* **Text**:
..........

Laut einer Studie der University of California San Diego aus 2024 (PII in the Wild) waren rund 2,1% der ocra-gefilterten Bilder in öffentlichen Datensätzen weiterhin identifizierbar – trotz mehrfacher Bereinigungsschritte. Über 30% enthielten Textinformationen mit Namen und Telefonnummern.

Der Aufwand für manuelle Nachbearbeitung ist enorm und im Maßstab von Milliarden Dateneinträgen kaum realistisch.

Was Forschende und Entwickler:innen jetzt tun sollten

Die Offenlegung sensibler Daten in öffentlich trainierten KI-Datensätzen ist nicht nur ein ethisches, sondern ein strukturelles Problem – das jedoch lösbar ist. Folgende Maßnahmen gelten als best practices:

  • PII-Auditing als Standardprozess: Vor der Veröffentlichung oder Nutzung müssen Datensätze systematisch auf personenbezogene Informationen geprüft werden – idealerweise mit Kombination aus NLP, OCR und Gesichtserkennung.
  • Rechtliche Bewertung: Teams sollten frühzeitig juristischen Rat einholen, um DSGVO-Konformität zu garantieren – insbesondere bei Forschungsprojekten mit Open-Source-Charakter.

..........

* **Bereitgestelltes Material**:
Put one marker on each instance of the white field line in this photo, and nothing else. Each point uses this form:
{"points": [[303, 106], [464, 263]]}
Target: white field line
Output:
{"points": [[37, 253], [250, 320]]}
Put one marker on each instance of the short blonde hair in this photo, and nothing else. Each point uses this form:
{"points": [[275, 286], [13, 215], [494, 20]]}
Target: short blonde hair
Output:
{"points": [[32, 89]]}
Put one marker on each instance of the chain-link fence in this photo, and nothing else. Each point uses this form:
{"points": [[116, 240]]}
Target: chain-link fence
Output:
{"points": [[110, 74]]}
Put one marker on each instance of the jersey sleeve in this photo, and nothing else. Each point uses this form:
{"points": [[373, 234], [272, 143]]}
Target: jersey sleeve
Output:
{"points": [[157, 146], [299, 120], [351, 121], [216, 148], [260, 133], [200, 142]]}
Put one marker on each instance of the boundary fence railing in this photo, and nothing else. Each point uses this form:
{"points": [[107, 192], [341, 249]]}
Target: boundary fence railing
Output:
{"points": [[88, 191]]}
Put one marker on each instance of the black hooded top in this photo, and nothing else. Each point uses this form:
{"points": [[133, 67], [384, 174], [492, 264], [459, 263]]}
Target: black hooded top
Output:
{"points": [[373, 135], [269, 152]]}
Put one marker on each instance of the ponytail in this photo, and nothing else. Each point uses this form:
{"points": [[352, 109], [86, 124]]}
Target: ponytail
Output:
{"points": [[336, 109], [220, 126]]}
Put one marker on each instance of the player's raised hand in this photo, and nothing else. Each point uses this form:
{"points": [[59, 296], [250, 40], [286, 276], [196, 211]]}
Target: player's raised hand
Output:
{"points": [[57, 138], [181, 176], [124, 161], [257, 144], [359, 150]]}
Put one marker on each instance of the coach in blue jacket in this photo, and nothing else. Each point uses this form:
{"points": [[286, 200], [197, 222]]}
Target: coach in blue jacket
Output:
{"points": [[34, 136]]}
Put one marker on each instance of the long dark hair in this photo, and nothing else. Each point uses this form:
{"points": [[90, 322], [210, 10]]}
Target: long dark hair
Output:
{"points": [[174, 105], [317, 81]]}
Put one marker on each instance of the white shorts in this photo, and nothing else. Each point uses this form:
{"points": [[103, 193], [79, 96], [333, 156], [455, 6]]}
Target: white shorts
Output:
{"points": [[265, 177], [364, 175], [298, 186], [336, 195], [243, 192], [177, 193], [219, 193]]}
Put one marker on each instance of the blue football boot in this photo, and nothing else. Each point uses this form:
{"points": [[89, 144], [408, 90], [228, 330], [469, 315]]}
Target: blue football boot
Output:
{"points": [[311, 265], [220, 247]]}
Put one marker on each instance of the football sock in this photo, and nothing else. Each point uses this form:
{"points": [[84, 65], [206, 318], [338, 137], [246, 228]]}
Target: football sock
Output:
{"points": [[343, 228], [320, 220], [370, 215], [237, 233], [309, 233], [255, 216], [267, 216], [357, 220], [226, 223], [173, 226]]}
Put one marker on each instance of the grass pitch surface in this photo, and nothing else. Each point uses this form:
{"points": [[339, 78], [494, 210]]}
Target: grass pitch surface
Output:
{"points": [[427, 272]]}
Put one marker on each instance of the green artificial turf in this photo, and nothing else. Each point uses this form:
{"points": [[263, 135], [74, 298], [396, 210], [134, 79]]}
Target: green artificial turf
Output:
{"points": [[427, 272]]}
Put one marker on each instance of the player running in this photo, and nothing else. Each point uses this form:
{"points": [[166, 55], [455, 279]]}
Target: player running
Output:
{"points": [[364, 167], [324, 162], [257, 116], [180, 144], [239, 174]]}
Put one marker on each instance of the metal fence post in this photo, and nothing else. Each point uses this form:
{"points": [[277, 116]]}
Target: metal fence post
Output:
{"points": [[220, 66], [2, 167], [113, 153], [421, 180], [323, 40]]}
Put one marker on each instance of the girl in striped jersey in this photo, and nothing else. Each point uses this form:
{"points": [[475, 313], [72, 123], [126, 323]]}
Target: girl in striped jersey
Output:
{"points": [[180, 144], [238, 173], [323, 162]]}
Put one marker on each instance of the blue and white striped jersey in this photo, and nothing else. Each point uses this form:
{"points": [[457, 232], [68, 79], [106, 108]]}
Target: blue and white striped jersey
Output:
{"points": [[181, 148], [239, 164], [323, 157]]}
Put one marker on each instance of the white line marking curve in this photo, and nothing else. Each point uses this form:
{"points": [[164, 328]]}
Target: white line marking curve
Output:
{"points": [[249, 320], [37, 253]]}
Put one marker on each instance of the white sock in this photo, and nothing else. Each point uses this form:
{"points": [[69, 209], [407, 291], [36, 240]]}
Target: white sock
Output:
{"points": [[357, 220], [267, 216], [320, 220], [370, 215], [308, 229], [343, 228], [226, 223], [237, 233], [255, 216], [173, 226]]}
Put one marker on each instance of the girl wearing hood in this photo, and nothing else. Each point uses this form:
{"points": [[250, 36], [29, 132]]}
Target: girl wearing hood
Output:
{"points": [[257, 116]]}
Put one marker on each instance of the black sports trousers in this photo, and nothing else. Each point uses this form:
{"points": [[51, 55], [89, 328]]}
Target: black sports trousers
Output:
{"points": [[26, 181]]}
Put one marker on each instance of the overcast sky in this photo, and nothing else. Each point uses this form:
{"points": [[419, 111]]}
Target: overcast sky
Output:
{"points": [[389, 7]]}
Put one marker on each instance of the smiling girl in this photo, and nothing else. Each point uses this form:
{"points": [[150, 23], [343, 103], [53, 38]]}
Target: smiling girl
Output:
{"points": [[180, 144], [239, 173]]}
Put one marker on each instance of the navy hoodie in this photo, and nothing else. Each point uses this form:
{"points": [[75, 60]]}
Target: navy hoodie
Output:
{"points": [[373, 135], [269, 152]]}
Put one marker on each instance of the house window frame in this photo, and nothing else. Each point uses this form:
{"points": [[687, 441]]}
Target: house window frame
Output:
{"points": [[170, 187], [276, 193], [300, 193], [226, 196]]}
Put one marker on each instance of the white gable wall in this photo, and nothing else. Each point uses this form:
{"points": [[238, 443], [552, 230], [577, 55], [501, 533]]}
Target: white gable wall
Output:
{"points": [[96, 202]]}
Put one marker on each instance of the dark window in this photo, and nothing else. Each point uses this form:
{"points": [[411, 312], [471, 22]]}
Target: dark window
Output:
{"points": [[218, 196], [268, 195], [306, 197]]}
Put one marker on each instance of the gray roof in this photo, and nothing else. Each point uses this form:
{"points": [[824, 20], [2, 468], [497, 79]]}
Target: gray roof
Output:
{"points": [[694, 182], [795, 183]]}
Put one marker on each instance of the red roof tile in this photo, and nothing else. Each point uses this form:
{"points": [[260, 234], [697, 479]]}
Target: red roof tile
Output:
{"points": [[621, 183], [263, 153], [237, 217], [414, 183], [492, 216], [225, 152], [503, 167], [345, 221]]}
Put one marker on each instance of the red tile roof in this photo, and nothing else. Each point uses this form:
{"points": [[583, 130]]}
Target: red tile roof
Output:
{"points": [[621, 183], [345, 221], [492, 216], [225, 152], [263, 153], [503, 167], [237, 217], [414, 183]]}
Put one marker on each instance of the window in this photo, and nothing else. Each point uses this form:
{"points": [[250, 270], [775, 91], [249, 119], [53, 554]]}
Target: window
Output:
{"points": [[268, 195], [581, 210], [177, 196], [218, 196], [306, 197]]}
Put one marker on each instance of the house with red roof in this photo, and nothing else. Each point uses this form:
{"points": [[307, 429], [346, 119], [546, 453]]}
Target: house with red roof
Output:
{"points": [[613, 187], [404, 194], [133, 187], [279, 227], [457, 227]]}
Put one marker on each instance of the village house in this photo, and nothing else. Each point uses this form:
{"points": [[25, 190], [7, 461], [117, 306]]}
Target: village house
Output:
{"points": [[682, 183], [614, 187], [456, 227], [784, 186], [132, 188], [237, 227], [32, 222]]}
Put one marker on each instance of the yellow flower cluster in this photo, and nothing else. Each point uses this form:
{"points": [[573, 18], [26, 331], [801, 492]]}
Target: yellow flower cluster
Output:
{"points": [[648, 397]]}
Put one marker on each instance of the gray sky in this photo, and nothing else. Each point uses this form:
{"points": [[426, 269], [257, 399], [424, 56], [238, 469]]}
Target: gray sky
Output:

..........

* **Arbeitsauftrag**: Kopiere aus dem Text über personenbezogene Daten in KI-Datensätzen wortgetreu alles von „Was Forschende und“ bis hinunter zu „OCR und Gesichtserkennung.“.

* **Vollständige Antwort**:
Was Forschende und Entwickler:innen jetzt tun sollten

Die Offenlegung sensibler Daten in öffentlich trainierten KI-Datensätzen ist nicht nur ein ethisches, sondern ein strukturelles Problem – das jedoch lösbar ist. Folgende Maßnahmen gelten als best practices:

  • PII-Auditing als Standardprozess: Vor der Veröffentlichung oder Nutzung müssen Datensätze systematisch auf personenbezogene Informationen geprüft werden – idealerweise mit Kombination aus NLP, OCR und Gesichtserkennung.